TASK REQUIREMENTS: Every record below should be written out exactly; pictures stay out.

INFORMATION SHOWN:
◇ ◇ ◇

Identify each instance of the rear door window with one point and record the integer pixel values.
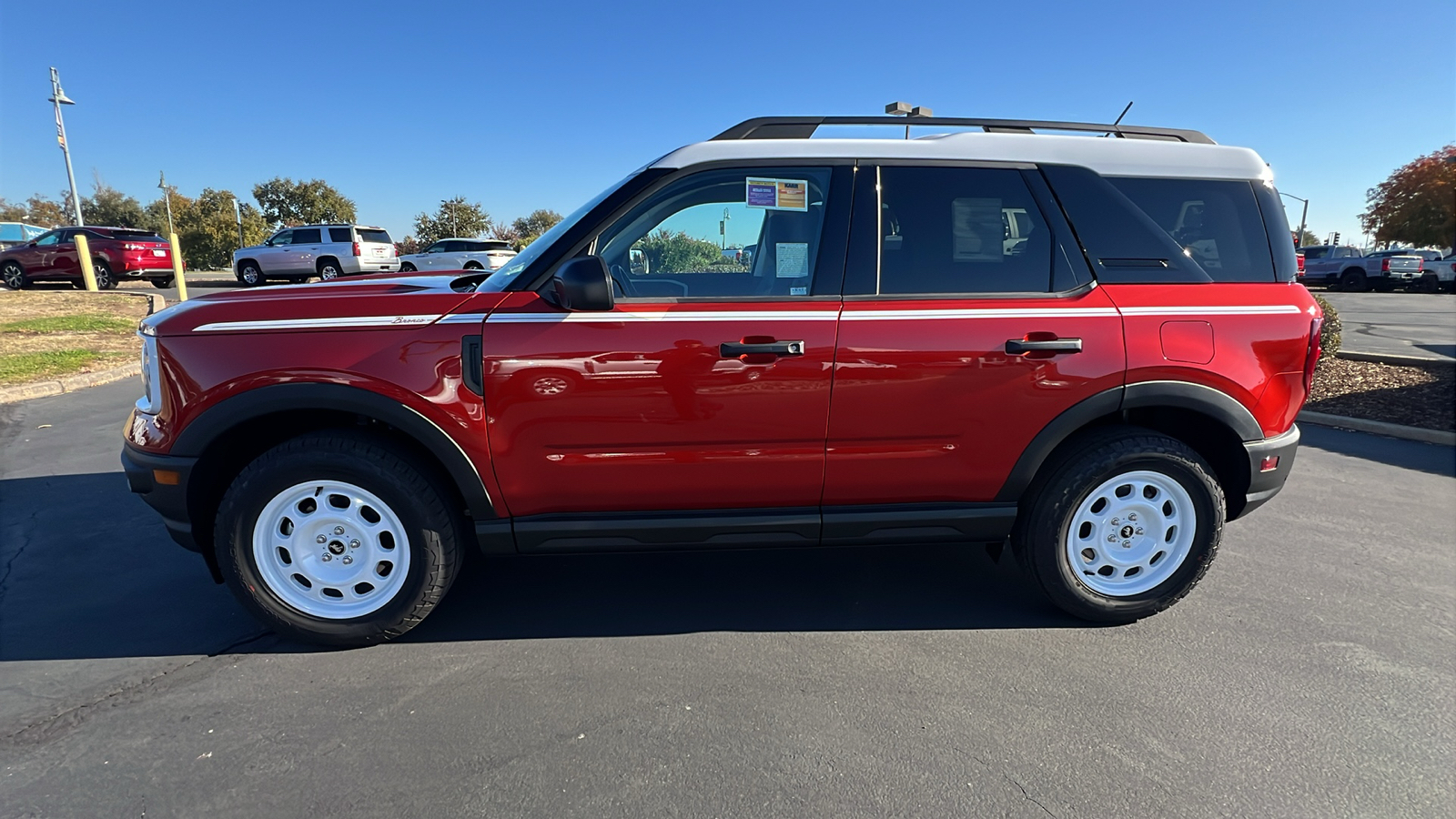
(1218, 223)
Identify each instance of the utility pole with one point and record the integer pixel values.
(58, 98)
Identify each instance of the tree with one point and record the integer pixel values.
(284, 201)
(207, 229)
(455, 217)
(1417, 205)
(113, 208)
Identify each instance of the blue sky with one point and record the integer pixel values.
(542, 104)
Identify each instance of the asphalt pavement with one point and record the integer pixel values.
(1312, 673)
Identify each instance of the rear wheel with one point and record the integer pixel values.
(14, 276)
(337, 538)
(1123, 526)
(1353, 281)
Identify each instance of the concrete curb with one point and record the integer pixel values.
(1378, 428)
(69, 383)
(1392, 360)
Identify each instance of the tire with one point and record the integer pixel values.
(1062, 533)
(1353, 281)
(251, 274)
(14, 276)
(104, 278)
(407, 559)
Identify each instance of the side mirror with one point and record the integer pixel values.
(582, 285)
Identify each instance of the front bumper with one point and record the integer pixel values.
(146, 474)
(1264, 486)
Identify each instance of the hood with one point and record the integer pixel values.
(376, 302)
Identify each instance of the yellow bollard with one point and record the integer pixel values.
(177, 268)
(84, 259)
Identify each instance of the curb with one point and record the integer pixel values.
(1378, 428)
(69, 383)
(1392, 360)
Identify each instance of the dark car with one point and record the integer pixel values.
(116, 254)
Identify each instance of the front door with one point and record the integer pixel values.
(708, 385)
(970, 322)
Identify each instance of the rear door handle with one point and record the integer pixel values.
(1021, 347)
(735, 349)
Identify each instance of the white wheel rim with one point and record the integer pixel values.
(366, 544)
(1130, 533)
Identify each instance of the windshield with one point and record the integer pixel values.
(513, 268)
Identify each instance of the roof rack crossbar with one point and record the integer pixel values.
(804, 127)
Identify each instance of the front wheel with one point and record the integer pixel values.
(1123, 526)
(335, 538)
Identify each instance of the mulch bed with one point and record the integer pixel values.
(1416, 397)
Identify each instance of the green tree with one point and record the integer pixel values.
(207, 229)
(1417, 205)
(455, 217)
(284, 201)
(113, 208)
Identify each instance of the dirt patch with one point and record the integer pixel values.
(1416, 397)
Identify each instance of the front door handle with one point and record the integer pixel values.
(737, 349)
(1021, 346)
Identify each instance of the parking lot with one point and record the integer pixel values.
(1314, 673)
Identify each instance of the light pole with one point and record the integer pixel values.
(1299, 241)
(58, 98)
(907, 111)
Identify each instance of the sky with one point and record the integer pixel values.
(541, 106)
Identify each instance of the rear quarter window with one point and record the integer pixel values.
(1218, 223)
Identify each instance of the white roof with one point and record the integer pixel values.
(1110, 157)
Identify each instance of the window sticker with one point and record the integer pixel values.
(976, 230)
(791, 259)
(778, 194)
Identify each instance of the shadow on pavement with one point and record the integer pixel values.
(109, 583)
(1395, 452)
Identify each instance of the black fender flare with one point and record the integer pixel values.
(1184, 395)
(222, 417)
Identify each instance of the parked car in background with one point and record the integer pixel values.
(1351, 270)
(460, 254)
(328, 251)
(15, 234)
(116, 254)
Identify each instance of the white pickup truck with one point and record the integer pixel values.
(1349, 268)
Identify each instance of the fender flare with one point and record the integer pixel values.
(222, 417)
(1184, 395)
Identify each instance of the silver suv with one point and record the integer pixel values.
(328, 251)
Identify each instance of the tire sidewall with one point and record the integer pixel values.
(255, 489)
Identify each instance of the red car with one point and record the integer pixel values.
(118, 254)
(1087, 349)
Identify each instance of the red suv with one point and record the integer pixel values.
(116, 254)
(1088, 349)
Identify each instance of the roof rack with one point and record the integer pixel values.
(804, 127)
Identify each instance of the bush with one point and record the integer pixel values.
(1330, 331)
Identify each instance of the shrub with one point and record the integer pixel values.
(1330, 331)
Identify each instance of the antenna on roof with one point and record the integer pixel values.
(1118, 120)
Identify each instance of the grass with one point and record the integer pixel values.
(53, 334)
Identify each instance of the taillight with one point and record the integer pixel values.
(1312, 351)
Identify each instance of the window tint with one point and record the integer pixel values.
(1218, 223)
(961, 230)
(721, 234)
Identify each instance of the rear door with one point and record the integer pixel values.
(960, 339)
(705, 388)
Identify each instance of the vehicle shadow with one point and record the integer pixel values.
(109, 583)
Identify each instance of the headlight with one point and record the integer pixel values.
(150, 401)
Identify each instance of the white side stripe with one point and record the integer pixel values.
(308, 324)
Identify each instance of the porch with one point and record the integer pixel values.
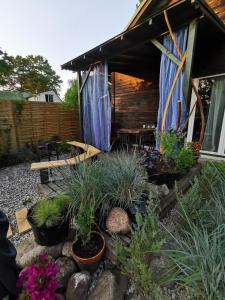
(134, 57)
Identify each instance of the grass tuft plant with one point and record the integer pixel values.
(51, 211)
(146, 241)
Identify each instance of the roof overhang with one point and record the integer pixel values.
(133, 47)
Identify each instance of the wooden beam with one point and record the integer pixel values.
(165, 51)
(80, 102)
(193, 27)
(86, 78)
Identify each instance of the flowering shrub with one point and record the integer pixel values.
(38, 281)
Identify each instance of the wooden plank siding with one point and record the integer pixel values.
(37, 122)
(135, 100)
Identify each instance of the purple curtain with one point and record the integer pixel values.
(97, 109)
(168, 70)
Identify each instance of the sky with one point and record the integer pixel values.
(60, 30)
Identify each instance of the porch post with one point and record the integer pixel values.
(80, 102)
(192, 34)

◇ ◇ ◇

EXERCISE ANSWER:
Identify each instance of the rear door window with one point and record the integer pixel values.
(1218, 223)
Identify each instance of the utility pole with one point and record the integer pixel values.
(58, 98)
Identify each instance of the tree with one point and record the integer pixel values.
(284, 201)
(207, 229)
(455, 217)
(1417, 205)
(113, 208)
Identify each instance of the blue sky with one point and record the integer pixel values.
(542, 104)
Identify each instance of the asphalt pavement with one point and record the integer pixel values.
(1312, 673)
Identify each instance of the rear wheel with one point and record the integer pixel values.
(14, 276)
(337, 538)
(1123, 526)
(1353, 281)
Identify each instance of the concrete curb with one point and record the integer pixel values.
(1378, 428)
(69, 383)
(1392, 360)
Identify each instance of the tire with one point and record the integer pixel values.
(1062, 533)
(1353, 281)
(251, 274)
(14, 276)
(104, 278)
(407, 559)
Identify each instance of the side mirror with one point and record the integer pixel values.
(582, 285)
Identify each instance of the front bumper with one point and record the integer pixel values.
(146, 474)
(1264, 486)
Identify each instance of the hood with one point and record the integer pixel values.
(376, 302)
Identify each instance of the yellow bollard with one point and record the integer pixel values.
(177, 268)
(84, 259)
Identify each instance of the curb with one point and record the integer pixel values.
(1378, 428)
(69, 383)
(1392, 360)
Identify each instance of the dark car with one point and record the integer pixel values.
(116, 254)
Identify each instance of the front door with one point and record the integer pixel values.
(708, 385)
(970, 322)
Identify each instance of the rear door handle with one point and record the integer pixel values.
(1021, 347)
(735, 349)
Identify each instance of the white wheel rim with one point and record the integer pixel values.
(366, 544)
(1130, 533)
Identify each instance of the windshield with one point and record the integer pixel values.
(513, 268)
Identify each instance of the roof rack crossbar with one point and record the integer pixel values.
(804, 127)
Identify each instance of the front wheel with one point and record the integer pixel values.
(1123, 526)
(335, 538)
Identify each instance of the mulch bed with one point and record the integer pixel values.
(1416, 397)
Identify each instance of the green tree with one point and record the integer pixel values.
(207, 229)
(1417, 205)
(455, 217)
(284, 201)
(113, 208)
Identify each instance of the dirt patch with one point and record the integer pixel values.
(1416, 397)
Identify each instance of the front door handle with one point and record the integer pixel values.
(737, 349)
(1021, 346)
Identify each instance of the parking lot with one point and record the integer pixel values.
(1314, 673)
Identify each instance of the light pole with one point and record the integer pixel values.
(1299, 241)
(58, 98)
(907, 111)
Identify each instance of the sky with one point and record the integer pixel values.
(541, 106)
Identify each instance of the rear quarter window with one point and record the integer pixel values.
(1218, 223)
Identify each instance of the white roof with one point and record the integer pixel values.
(1110, 157)
Identify each instance of the window sticker with one point and record the integer pixel values.
(976, 230)
(791, 259)
(778, 194)
Identify each instance of the shadow on pavement with one point and record the integer pixel values.
(109, 583)
(1395, 452)
Identify each instance of the black fender flare with one point and record the integer pixel values.
(1184, 395)
(222, 417)
Identify each instance of the parked car in background with one point and record the integer pixel values.
(1351, 270)
(460, 254)
(328, 251)
(15, 234)
(116, 254)
Identify each instance of the white pickup truck with one point and record the integer pixel values.
(1349, 268)
Identify each instance of the fender flare with one point and record the integer pixel values.
(222, 417)
(1184, 395)
Identify each instance of the silver suv with one point and record the integer pixel values.
(328, 251)
Identify each instance of the tire sidewall with one point and record the integer pixel values.
(255, 489)
Identify each instance of the red car with one point and record the integer pixel values.
(118, 254)
(1087, 349)
Identify each instance of the red suv with one point and record the integer pixel values.
(116, 254)
(1088, 349)
Identify each instance of the roof rack with one point and record the integer pixel values.
(804, 127)
Identify each instance of the bush with one point and record the integer pixel values.
(1330, 331)
Identify each instance of the shrub with one point and record the integer pixel values.
(1330, 331)
Identify each instance of the antenna on roof with one point and record the integer pixel values.
(1118, 120)
Identify each instance of the grass with one point and record the integer pixel values.
(53, 334)
Identify each instance of the taillight with one point and record the integer pixel values.
(1312, 351)
Identify each instance of the window tint with one point and record the integer pixel values.
(1218, 223)
(961, 230)
(721, 234)
Identify each instance of the rear door with one point and record the integer pixel values.
(960, 339)
(705, 388)
Identify each instance of the vehicle shadow with one point and record the integer pixel values.
(109, 583)
Identify each instance of the headlight with one point and record the integer pixel values.
(150, 401)
Identify each instance of the white side stripe with one point and record the integer pixel values.
(308, 324)
Identify each instance of the porch with one point and record the integer pixel values.
(134, 57)
Identify each instance of the grass tuft plant with one point and record the integer pixel values.
(51, 211)
(146, 241)
Identify each instance of the roof overhang with one point and record the integer pixel values.
(133, 47)
Identify each instance of the wooden beam with one point and record the integer pixel values.
(165, 51)
(80, 102)
(193, 27)
(86, 78)
Identify each instance of the flowering shrub with one point and record the integer pixel values.
(38, 281)
Identify each instance of the wooden plank siding with one point and record the integer pixel values.
(37, 122)
(135, 100)
Identify each instance of the purple curtain with one point and record the integer pixel values.
(97, 109)
(168, 70)
Identify each instance of the sky with one point and record the integer pixel values.
(60, 30)
Identify each instance of the porch post with one point and record the integer pixel values.
(80, 102)
(192, 34)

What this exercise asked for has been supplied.